[Entries from a pointing dataset]

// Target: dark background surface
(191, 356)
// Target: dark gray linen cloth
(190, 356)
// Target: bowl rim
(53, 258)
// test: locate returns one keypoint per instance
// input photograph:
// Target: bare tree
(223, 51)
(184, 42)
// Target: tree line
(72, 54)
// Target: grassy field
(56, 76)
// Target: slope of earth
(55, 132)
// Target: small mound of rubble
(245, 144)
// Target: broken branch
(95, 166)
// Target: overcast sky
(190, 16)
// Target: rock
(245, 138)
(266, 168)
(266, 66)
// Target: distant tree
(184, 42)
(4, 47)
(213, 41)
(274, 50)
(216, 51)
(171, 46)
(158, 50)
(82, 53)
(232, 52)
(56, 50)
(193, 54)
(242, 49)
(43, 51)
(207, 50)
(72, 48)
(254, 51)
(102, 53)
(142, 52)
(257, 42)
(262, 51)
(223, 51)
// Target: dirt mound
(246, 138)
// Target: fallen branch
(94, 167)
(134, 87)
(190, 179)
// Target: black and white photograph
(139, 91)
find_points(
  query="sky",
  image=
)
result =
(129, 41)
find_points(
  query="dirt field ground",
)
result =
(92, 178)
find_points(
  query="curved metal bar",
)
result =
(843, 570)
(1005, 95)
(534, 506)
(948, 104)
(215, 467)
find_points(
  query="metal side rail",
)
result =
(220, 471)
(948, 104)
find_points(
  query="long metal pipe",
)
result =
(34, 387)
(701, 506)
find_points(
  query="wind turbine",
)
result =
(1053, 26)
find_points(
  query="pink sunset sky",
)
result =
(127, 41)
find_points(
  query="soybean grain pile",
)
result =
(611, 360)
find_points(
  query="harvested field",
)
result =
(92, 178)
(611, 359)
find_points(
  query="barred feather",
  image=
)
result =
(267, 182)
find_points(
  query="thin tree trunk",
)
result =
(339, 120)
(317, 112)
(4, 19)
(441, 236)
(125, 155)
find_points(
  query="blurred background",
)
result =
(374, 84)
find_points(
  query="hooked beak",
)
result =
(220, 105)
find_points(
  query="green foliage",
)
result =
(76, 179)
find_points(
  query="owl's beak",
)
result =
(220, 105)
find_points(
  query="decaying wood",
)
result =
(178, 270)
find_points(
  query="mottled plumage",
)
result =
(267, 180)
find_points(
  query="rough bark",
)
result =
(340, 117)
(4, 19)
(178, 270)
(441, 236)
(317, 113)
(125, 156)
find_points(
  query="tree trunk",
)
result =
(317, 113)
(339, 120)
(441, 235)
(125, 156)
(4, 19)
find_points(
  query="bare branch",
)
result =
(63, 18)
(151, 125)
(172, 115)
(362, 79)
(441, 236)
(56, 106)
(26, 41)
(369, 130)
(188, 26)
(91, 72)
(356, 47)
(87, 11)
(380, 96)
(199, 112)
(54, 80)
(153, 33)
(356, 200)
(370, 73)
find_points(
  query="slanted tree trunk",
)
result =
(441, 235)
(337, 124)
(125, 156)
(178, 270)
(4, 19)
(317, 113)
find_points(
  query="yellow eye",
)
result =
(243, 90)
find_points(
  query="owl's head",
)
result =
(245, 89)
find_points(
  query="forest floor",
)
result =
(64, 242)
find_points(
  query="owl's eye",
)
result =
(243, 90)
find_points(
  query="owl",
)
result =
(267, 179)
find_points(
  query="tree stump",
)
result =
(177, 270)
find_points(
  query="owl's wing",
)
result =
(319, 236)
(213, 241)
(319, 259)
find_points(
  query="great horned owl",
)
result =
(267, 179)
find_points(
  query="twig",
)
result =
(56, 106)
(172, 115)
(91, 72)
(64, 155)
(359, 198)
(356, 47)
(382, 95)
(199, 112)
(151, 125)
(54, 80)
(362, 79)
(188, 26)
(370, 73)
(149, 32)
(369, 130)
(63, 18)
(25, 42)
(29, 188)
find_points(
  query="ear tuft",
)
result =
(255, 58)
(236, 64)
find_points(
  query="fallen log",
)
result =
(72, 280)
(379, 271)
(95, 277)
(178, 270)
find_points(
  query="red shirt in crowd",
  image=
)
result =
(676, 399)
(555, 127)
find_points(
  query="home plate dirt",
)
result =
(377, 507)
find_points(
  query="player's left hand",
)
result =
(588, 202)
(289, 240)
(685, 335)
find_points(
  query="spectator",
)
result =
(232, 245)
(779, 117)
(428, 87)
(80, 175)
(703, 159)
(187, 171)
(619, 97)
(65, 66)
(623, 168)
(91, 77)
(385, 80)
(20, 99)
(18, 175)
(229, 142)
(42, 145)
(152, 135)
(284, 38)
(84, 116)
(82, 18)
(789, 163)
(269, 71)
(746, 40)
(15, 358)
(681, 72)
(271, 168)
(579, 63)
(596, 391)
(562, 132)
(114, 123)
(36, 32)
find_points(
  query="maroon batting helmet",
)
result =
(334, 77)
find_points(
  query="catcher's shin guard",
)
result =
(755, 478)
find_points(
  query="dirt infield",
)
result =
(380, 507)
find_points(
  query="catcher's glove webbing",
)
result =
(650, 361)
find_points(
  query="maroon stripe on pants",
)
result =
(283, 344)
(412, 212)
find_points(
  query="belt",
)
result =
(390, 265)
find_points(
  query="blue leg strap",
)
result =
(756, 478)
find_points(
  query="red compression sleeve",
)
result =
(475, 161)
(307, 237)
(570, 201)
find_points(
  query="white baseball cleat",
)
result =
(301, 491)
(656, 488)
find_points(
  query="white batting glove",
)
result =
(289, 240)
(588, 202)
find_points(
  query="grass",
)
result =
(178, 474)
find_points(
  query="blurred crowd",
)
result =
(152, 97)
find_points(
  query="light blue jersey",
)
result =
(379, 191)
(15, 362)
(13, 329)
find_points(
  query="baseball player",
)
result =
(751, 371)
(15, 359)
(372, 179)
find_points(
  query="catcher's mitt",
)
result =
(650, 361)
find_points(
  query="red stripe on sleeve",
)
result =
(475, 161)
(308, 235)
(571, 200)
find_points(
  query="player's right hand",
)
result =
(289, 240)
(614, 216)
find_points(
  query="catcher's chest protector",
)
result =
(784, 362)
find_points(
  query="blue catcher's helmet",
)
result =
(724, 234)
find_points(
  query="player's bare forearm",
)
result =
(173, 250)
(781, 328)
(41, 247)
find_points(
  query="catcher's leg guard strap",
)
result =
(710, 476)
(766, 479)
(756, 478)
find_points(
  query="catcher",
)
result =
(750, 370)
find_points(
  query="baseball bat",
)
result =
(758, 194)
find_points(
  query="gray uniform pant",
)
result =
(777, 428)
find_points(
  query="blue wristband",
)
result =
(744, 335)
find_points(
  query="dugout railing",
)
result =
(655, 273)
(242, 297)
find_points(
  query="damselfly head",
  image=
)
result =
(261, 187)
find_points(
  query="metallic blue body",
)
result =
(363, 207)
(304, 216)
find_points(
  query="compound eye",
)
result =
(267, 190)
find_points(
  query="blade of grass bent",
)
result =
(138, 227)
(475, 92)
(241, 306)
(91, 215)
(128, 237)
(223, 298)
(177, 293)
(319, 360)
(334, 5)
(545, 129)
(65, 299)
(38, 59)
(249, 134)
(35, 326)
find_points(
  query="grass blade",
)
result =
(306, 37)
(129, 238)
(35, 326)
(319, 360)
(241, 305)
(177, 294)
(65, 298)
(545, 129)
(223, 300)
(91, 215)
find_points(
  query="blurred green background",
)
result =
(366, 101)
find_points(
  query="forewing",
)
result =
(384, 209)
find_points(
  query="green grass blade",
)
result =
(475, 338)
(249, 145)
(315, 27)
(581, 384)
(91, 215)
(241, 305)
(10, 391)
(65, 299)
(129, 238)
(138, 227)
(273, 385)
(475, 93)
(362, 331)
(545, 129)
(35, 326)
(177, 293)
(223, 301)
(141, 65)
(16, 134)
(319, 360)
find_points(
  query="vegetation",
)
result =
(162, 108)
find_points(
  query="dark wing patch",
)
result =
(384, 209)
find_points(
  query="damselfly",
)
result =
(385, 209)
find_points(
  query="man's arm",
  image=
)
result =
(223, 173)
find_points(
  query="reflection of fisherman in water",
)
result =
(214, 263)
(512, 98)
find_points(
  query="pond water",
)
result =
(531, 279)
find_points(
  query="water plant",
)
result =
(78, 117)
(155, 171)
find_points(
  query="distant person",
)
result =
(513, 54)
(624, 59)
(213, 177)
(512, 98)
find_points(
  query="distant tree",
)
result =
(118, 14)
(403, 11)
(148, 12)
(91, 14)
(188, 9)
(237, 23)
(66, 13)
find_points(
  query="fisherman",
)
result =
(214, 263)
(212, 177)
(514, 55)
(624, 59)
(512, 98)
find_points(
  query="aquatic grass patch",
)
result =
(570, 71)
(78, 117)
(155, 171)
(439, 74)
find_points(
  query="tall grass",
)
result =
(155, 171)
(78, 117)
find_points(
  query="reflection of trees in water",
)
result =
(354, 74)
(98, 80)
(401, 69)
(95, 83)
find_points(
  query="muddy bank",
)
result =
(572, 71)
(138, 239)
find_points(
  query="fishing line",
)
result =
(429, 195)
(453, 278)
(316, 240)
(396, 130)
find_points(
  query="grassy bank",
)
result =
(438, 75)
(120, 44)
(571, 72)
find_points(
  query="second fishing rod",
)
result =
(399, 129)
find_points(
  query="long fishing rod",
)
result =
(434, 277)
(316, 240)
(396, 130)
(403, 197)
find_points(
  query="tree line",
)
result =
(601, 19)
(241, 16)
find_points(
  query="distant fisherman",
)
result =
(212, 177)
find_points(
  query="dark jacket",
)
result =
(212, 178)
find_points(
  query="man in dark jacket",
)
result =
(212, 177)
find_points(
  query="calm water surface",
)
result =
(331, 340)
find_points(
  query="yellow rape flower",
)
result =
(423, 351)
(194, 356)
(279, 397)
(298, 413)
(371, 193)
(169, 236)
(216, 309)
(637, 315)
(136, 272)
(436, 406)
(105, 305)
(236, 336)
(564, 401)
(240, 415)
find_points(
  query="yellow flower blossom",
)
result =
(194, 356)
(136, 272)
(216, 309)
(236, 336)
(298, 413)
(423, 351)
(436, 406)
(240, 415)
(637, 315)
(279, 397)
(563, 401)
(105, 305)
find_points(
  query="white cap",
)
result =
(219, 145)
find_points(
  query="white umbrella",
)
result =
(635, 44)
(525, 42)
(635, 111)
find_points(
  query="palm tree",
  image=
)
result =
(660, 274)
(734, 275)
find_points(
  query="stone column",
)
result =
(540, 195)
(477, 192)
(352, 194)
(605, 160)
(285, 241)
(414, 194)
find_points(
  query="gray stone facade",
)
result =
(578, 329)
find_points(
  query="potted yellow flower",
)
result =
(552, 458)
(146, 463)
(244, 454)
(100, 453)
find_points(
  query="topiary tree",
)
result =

**WHAT NEEDS TO BE DONE:**
Find each line in the material above that contains the string "crowd", treating uppercase and lowercase as different, and copy those lines.

**SOLVED EXERCISE:**
  query="red shirt in crowd",
  query="blurred crowd",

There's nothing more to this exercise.